## Supplied data

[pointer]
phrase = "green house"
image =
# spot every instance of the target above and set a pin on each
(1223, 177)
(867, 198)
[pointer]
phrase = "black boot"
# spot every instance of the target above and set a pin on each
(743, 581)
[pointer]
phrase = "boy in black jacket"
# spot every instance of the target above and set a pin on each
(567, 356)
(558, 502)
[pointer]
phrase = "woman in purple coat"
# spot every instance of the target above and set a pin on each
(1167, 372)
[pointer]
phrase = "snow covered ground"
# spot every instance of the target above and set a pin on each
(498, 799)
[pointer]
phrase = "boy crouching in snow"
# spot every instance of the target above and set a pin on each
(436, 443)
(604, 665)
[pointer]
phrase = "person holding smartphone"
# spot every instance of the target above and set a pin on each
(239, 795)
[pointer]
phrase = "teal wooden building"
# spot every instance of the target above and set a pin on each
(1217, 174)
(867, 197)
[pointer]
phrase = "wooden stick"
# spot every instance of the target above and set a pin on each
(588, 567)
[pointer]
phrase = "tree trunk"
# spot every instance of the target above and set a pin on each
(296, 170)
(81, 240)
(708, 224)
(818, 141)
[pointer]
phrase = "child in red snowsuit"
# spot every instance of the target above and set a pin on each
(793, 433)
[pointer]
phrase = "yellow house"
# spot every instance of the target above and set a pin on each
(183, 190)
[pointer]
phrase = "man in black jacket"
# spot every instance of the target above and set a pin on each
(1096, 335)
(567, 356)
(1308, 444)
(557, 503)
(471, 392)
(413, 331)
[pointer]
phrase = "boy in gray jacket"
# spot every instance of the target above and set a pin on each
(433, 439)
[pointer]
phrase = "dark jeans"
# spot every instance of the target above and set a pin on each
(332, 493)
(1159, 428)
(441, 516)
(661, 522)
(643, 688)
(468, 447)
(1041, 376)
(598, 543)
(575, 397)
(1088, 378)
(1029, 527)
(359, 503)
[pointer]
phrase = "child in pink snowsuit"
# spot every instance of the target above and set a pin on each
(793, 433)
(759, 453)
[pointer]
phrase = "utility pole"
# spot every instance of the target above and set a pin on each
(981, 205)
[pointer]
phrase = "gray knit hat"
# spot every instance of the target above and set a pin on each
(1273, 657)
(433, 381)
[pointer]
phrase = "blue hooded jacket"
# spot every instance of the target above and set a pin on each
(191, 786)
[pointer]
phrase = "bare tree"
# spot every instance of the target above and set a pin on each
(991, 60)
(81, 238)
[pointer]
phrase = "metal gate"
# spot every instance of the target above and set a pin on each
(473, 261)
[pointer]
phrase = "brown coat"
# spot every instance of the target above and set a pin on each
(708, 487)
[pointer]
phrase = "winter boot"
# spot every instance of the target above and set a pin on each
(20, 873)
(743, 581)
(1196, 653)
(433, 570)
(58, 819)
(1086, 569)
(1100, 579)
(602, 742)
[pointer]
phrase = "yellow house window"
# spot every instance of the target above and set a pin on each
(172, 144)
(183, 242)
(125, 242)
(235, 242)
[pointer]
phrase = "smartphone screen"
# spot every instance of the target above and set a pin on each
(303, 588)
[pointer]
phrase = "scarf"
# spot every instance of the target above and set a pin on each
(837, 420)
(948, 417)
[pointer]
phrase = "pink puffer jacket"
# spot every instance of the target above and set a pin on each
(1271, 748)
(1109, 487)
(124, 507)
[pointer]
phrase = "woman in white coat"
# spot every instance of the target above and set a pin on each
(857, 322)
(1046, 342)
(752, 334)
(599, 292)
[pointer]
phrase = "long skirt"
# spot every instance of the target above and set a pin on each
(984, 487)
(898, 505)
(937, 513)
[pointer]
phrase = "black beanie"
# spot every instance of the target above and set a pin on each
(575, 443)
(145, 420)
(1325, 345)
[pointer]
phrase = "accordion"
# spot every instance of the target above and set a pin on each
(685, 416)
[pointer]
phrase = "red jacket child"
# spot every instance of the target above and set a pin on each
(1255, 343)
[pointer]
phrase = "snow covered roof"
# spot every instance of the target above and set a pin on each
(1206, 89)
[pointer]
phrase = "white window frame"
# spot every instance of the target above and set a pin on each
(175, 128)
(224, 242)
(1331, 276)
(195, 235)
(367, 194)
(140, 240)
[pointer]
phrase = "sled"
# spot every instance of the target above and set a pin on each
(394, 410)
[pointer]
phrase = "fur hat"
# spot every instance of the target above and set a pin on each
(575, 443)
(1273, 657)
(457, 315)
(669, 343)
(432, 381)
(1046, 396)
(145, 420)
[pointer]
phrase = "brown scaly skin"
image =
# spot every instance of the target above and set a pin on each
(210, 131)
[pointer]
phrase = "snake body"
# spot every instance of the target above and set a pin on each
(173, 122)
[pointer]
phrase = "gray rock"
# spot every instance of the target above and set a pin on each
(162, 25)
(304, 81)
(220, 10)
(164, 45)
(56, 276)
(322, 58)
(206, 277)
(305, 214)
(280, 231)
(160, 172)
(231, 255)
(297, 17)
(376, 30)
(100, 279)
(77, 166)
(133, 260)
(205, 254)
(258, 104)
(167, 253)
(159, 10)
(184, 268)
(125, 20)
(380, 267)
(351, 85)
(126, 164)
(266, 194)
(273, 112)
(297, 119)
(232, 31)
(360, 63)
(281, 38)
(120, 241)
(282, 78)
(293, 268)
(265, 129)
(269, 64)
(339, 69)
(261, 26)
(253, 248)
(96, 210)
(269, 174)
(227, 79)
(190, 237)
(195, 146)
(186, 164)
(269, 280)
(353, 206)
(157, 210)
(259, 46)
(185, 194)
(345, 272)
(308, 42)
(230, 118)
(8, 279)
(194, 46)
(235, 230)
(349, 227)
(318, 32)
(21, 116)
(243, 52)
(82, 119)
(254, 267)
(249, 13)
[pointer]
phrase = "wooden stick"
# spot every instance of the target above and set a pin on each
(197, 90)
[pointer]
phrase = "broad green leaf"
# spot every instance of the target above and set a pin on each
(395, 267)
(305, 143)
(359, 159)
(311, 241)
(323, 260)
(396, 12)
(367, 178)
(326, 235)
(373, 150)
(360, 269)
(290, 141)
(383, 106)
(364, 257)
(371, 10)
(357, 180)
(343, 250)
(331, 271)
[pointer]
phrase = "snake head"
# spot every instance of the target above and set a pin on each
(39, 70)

## Task to complete
Copy each line of the records containing the string "white".

## Response
phrase = "woman in white coat"
phrase = "white window frame"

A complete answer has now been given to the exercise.